Document excerpt:

- Opening Delimiter -

Guinea Pigs/eye


Hi Pat,

Our oldest guniea pig has a bulge in the membrane of her lower eyelid; it could be pea-eye/fatty-eye, but I'm not sure. It's whitish-pink, and basically looks like her eyelid's drooping, and bulging slightly underneath, and flipping outward.

She's about four years old, and lives with one other female guinea pig.
We only noticed that something was wrong with her eye about a month ago, and it certainly wasn't there much for longer than that.

IS this something I ought to take her to the vet for? I have taken pictures, but I don't know how to send them here.

Thanks so much.


Good news!  This is nothing the vet can do, unless you want to pay for an expensive cosmetic surgery to fix what is commonly known as Pea Eye aka Fatty Eye.  The conjunctival membranes are simply showing because the lid has lost its elasticity.  Typically this presents itself by a year old, sometimes a bit later. But doesn't often happen at age 4.

This condition is harmless, painless and nothing more than cosmetic. It's rarely seen in pigs with a longer nose. It's all too common in those cute little bunny faces that we've bred for because they're considered more attractive than the long nose.

- Closing Delimiter -

Exercise 1:
What three things does the reply in the guinea pig eye post say the condition is?
Exercise 2:
Output the part of the guinea pig eye post between "Guinea Pigs/eye" and "and flipping outward.", inclusive.
Exercise 3:
Go on with the guinea pig eye post from where it stops.
The items have no connection to the guinea pig eye post.

Dataset excerpts:
- Opening Delimiter -

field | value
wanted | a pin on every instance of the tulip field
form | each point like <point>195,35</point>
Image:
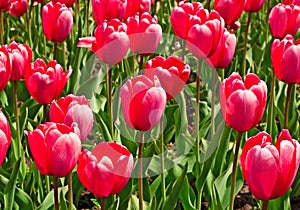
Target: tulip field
<point>149,104</point>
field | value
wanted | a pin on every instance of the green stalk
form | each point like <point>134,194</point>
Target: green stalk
<point>234,168</point>
<point>140,170</point>
<point>245,44</point>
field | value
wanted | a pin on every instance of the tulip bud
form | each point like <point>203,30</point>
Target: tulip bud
<point>243,103</point>
<point>106,170</point>
<point>45,82</point>
<point>144,33</point>
<point>57,21</point>
<point>268,169</point>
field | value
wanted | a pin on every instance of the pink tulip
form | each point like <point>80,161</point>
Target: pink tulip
<point>45,82</point>
<point>110,42</point>
<point>72,109</point>
<point>57,21</point>
<point>285,56</point>
<point>21,56</point>
<point>108,10</point>
<point>55,148</point>
<point>106,170</point>
<point>5,67</point>
<point>284,19</point>
<point>171,72</point>
<point>223,55</point>
<point>243,103</point>
<point>269,170</point>
<point>5,136</point>
<point>144,33</point>
<point>143,102</point>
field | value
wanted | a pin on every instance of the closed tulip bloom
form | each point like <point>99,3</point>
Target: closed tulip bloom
<point>182,15</point>
<point>205,35</point>
<point>21,56</point>
<point>285,56</point>
<point>57,21</point>
<point>55,148</point>
<point>5,136</point>
<point>143,102</point>
<point>223,55</point>
<point>108,10</point>
<point>171,72</point>
<point>72,109</point>
<point>253,5</point>
<point>106,170</point>
<point>284,19</point>
<point>230,10</point>
<point>110,43</point>
<point>45,82</point>
<point>144,33</point>
<point>243,103</point>
<point>268,169</point>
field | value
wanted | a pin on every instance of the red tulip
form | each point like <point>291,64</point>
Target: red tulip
<point>72,109</point>
<point>143,102</point>
<point>205,36</point>
<point>106,170</point>
<point>57,21</point>
<point>243,103</point>
<point>171,72</point>
<point>5,136</point>
<point>55,148</point>
<point>284,19</point>
<point>110,43</point>
<point>45,82</point>
<point>144,33</point>
<point>108,10</point>
<point>230,10</point>
<point>269,170</point>
<point>223,55</point>
<point>285,56</point>
<point>253,5</point>
<point>5,67</point>
<point>137,6</point>
<point>182,15</point>
<point>21,56</point>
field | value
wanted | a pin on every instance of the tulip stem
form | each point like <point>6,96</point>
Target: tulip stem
<point>234,168</point>
<point>287,105</point>
<point>140,170</point>
<point>246,44</point>
<point>56,205</point>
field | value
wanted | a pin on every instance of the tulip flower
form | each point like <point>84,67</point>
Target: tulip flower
<point>5,67</point>
<point>45,82</point>
<point>269,170</point>
<point>182,15</point>
<point>72,109</point>
<point>55,148</point>
<point>205,35</point>
<point>108,10</point>
<point>230,10</point>
<point>21,56</point>
<point>110,42</point>
<point>5,136</point>
<point>143,102</point>
<point>284,19</point>
<point>57,21</point>
<point>144,33</point>
<point>171,72</point>
<point>223,55</point>
<point>285,56</point>
<point>243,103</point>
<point>253,5</point>
<point>137,6</point>
<point>106,170</point>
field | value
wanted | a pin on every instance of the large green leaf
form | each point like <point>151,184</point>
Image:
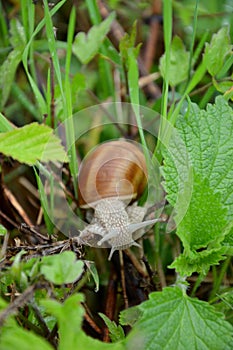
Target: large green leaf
<point>32,143</point>
<point>204,203</point>
<point>207,136</point>
<point>173,321</point>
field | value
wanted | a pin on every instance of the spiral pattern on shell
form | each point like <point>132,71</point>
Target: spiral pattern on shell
<point>115,169</point>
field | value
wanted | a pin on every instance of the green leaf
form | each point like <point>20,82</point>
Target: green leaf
<point>207,136</point>
<point>85,47</point>
<point>116,332</point>
<point>205,219</point>
<point>204,203</point>
<point>62,268</point>
<point>5,125</point>
<point>172,320</point>
<point>71,334</point>
<point>18,37</point>
<point>7,74</point>
<point>216,51</point>
<point>179,63</point>
<point>199,262</point>
<point>31,143</point>
<point>126,45</point>
<point>94,273</point>
<point>3,230</point>
<point>14,337</point>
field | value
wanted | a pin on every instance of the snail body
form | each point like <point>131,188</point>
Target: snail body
<point>110,178</point>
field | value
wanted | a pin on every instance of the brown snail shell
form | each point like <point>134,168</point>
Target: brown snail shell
<point>115,169</point>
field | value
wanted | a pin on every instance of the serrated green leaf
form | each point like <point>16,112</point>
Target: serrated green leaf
<point>205,218</point>
<point>62,268</point>
<point>199,262</point>
<point>216,51</point>
<point>207,136</point>
<point>71,335</point>
<point>116,332</point>
<point>31,143</point>
<point>172,320</point>
<point>86,46</point>
<point>179,63</point>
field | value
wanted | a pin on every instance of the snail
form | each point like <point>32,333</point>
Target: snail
<point>110,178</point>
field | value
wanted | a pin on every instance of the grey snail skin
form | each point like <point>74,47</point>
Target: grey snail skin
<point>111,177</point>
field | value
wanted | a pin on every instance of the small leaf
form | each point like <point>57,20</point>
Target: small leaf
<point>216,51</point>
<point>3,230</point>
<point>70,316</point>
<point>31,143</point>
<point>5,125</point>
<point>18,38</point>
<point>93,271</point>
<point>205,218</point>
<point>62,268</point>
<point>199,262</point>
<point>207,142</point>
<point>171,320</point>
<point>86,46</point>
<point>14,337</point>
<point>116,332</point>
<point>7,74</point>
<point>179,63</point>
<point>10,65</point>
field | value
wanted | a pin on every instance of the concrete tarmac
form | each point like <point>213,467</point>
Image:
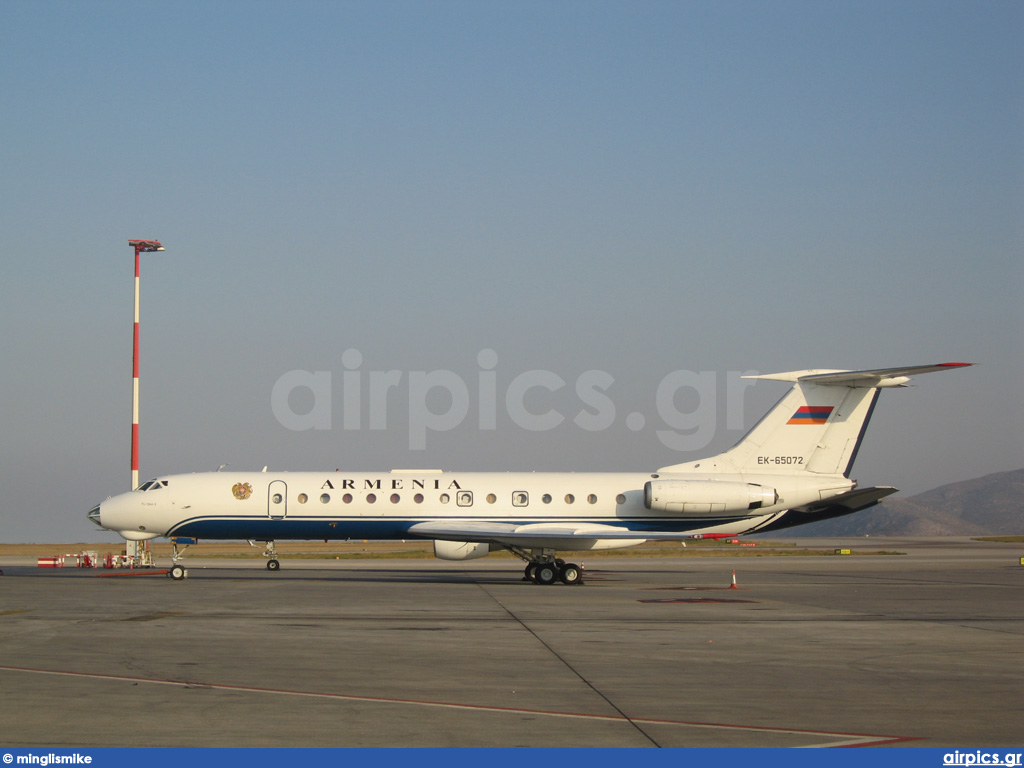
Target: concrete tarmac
<point>924,648</point>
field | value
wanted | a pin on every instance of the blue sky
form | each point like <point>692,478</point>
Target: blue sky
<point>635,188</point>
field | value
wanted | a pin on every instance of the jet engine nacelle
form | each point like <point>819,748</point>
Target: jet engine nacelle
<point>461,550</point>
<point>707,497</point>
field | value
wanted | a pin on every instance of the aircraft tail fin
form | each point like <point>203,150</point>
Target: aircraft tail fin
<point>817,426</point>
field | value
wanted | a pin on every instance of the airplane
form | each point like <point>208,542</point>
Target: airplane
<point>792,468</point>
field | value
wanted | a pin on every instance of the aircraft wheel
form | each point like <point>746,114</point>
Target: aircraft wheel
<point>546,573</point>
<point>570,573</point>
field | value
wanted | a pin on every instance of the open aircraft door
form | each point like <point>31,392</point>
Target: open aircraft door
<point>276,500</point>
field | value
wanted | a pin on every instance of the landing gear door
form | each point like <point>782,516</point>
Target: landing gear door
<point>276,500</point>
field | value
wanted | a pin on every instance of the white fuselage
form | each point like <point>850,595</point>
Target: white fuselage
<point>339,505</point>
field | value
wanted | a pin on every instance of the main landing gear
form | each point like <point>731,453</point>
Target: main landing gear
<point>544,567</point>
<point>270,552</point>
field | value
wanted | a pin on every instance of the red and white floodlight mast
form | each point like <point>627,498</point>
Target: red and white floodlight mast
<point>140,246</point>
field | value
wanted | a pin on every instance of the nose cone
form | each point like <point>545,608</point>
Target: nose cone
<point>120,514</point>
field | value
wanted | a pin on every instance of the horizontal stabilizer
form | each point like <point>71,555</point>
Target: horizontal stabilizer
<point>869,378</point>
<point>846,504</point>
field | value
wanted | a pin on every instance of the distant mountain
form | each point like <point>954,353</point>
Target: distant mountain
<point>985,506</point>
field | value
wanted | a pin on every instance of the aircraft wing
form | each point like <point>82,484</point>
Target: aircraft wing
<point>534,535</point>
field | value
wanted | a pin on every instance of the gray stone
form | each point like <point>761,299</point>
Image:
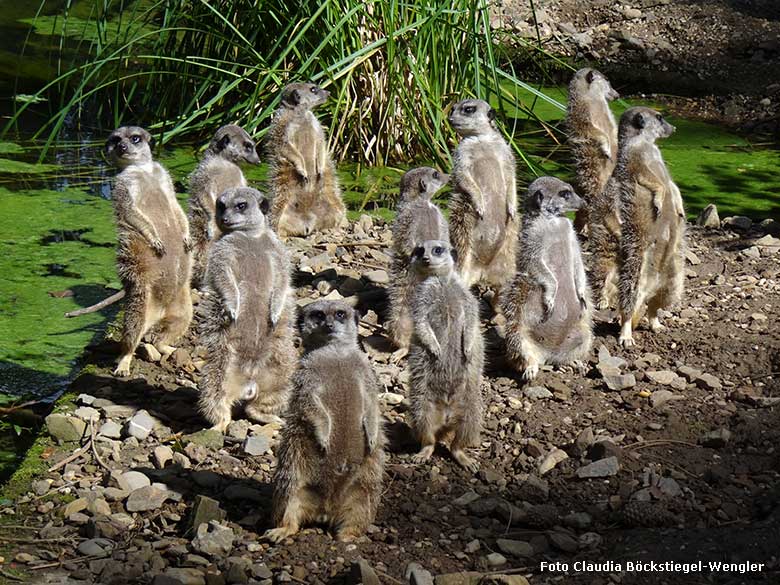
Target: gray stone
<point>602,468</point>
<point>708,217</point>
<point>140,425</point>
<point>515,548</point>
<point>162,454</point>
<point>213,539</point>
<point>130,481</point>
<point>96,547</point>
<point>537,393</point>
<point>110,430</point>
<point>146,498</point>
<point>257,445</point>
<point>65,428</point>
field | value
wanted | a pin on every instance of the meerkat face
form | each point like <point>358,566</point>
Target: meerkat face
<point>324,322</point>
<point>129,145</point>
<point>306,96</point>
<point>551,196</point>
<point>645,122</point>
<point>433,258</point>
<point>472,117</point>
<point>242,209</point>
<point>590,81</point>
<point>234,144</point>
<point>424,181</point>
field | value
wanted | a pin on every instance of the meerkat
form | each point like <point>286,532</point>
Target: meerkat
<point>548,307</point>
<point>483,208</point>
<point>247,326</point>
<point>153,254</point>
<point>417,221</point>
<point>632,248</point>
<point>445,358</point>
<point>217,171</point>
<point>331,454</point>
<point>592,136</point>
<point>302,177</point>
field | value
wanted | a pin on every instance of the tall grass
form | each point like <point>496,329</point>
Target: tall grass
<point>184,68</point>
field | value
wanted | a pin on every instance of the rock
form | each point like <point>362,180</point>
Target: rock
<point>96,547</point>
<point>213,539</point>
<point>362,573</point>
<point>208,438</point>
<point>149,353</point>
<point>87,413</point>
<point>162,454</point>
<point>496,559</point>
<point>110,430</point>
<point>140,425</point>
<point>515,548</point>
<point>130,481</point>
<point>553,458</point>
<point>146,498</point>
<point>717,438</point>
<point>377,276</point>
<point>709,382</point>
<point>180,576</point>
<point>537,393</point>
<point>620,382</point>
<point>65,428</point>
<point>708,217</point>
<point>738,222</point>
<point>602,468</point>
<point>205,510</point>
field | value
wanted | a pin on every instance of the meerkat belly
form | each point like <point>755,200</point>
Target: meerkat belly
<point>559,327</point>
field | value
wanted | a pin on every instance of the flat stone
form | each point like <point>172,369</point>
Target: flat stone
<point>537,393</point>
<point>602,468</point>
<point>553,458</point>
<point>110,430</point>
<point>140,425</point>
<point>213,539</point>
<point>257,445</point>
<point>515,548</point>
<point>65,428</point>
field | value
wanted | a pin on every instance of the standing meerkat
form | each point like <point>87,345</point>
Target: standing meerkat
<point>417,221</point>
<point>153,254</point>
<point>331,454</point>
<point>592,136</point>
<point>247,327</point>
<point>548,308</point>
<point>217,172</point>
<point>302,177</point>
<point>483,208</point>
<point>446,357</point>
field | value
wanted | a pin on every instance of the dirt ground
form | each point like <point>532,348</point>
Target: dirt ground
<point>693,434</point>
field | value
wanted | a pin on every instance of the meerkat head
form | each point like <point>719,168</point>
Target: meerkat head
<point>645,122</point>
<point>326,322</point>
<point>472,117</point>
<point>588,81</point>
<point>242,209</point>
<point>550,196</point>
<point>129,145</point>
<point>433,258</point>
<point>231,142</point>
<point>306,96</point>
<point>422,182</point>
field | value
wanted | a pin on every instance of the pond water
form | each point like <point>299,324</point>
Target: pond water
<point>57,235</point>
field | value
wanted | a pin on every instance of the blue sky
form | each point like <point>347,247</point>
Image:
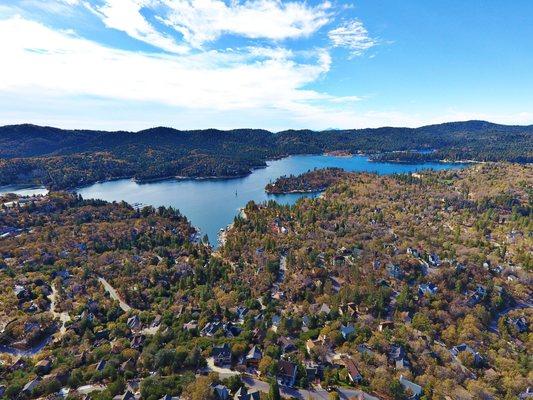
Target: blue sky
<point>133,64</point>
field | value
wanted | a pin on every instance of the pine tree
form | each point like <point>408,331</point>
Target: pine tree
<point>274,394</point>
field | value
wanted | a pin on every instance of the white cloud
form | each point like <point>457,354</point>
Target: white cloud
<point>125,15</point>
<point>201,21</point>
<point>354,36</point>
<point>39,59</point>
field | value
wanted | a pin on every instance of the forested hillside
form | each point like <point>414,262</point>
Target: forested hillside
<point>69,158</point>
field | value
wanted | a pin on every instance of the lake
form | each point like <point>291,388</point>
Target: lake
<point>211,204</point>
<point>23,190</point>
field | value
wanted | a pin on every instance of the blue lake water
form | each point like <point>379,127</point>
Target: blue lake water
<point>211,204</point>
<point>23,190</point>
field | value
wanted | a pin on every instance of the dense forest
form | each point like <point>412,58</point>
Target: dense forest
<point>316,180</point>
<point>388,287</point>
<point>63,159</point>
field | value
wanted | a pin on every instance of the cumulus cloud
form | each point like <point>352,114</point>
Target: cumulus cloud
<point>38,58</point>
<point>206,20</point>
<point>125,15</point>
<point>352,35</point>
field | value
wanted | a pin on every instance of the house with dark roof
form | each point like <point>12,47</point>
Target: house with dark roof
<point>254,356</point>
<point>398,357</point>
<point>242,394</point>
<point>43,367</point>
<point>286,344</point>
<point>28,387</point>
<point>463,347</point>
<point>412,390</point>
<point>353,372</point>
<point>347,331</point>
<point>126,396</point>
<point>395,271</point>
<point>519,324</point>
<point>287,373</point>
<point>222,355</point>
<point>427,289</point>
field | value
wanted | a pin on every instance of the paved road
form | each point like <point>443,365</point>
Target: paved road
<point>114,295</point>
<point>63,317</point>
<point>318,394</point>
<point>222,372</point>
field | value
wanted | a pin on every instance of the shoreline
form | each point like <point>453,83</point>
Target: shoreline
<point>141,181</point>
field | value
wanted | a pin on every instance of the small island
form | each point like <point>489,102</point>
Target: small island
<point>339,153</point>
<point>311,181</point>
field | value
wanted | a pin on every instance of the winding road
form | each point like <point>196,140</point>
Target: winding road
<point>114,294</point>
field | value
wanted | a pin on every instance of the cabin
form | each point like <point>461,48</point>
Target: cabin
<point>28,387</point>
<point>395,271</point>
<point>286,344</point>
<point>101,365</point>
<point>398,357</point>
<point>412,390</point>
<point>348,310</point>
<point>463,347</point>
<point>222,355</point>
<point>428,289</point>
<point>347,331</point>
<point>242,394</point>
<point>519,324</point>
<point>353,372</point>
<point>385,325</point>
<point>287,373</point>
<point>254,356</point>
<point>43,367</point>
<point>134,323</point>
<point>221,392</point>
<point>126,396</point>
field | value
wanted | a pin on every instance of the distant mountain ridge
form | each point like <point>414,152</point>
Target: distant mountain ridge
<point>62,158</point>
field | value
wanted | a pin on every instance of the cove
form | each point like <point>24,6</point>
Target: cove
<point>211,204</point>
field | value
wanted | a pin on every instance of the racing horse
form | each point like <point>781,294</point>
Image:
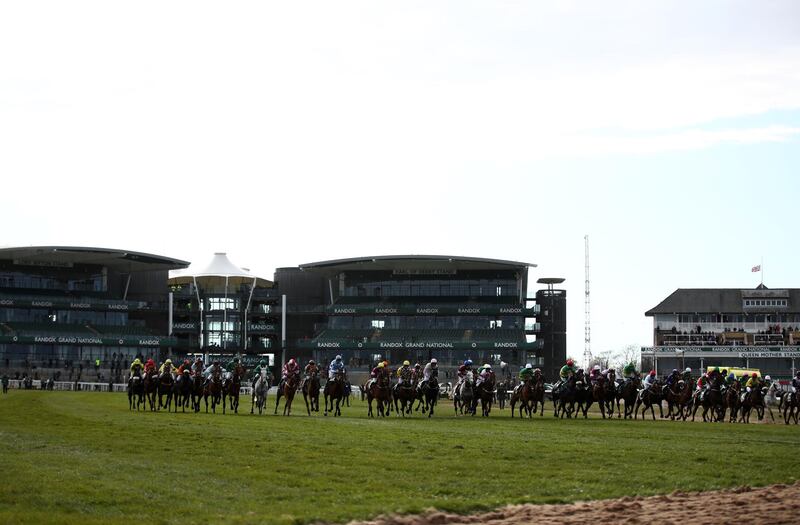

- Closing Delimiter -

Reply 1:
Harmless, painless, and nothing more than cosmetic.

Reply 2:
Guinea Pigs/eye


Hi Pat,

Our oldest guniea pig has a bulge in the membrane of her lower eyelid; it could be pea-eye/fatty-eye, but I'm not sure. It's whitish-pink, and basically looks like her eyelid's drooping, and bulging slightly underneath, and flipping outward.

Reply 3:
Judges always gravitate to the round nose pigs. And for that reason we keep replicating that face in our breeding programs.  But Mother Nature did not intend guinea pigs to have that kind of look. And anytime we start trying to 'improve' what nature gave us, we end up with problems. In this case genetic problems.

In some animals it's considered desirable, like Bassett Hounds. In your Doberman has it he is disqualified in the show arena. If a guinea pig has it on the show table, they too are disqualified.  

For those who don't show up for a year or two they've most probably been bred and this is a trait that is past on in the genes.  For that reason a pig with pea eye should not be bred.  Unfortunately there are breeders who are willing to take the risk for the sake of bringing home a few trophies and ribbons before it manifests itself. But that defeats the purpose of responsible breeding. A good breeder's goal should be to improve the line, not contaminate it.

So rest easy, this is not something that needs fixing. She's fine and will continue to be. She just has a droopy eyelid.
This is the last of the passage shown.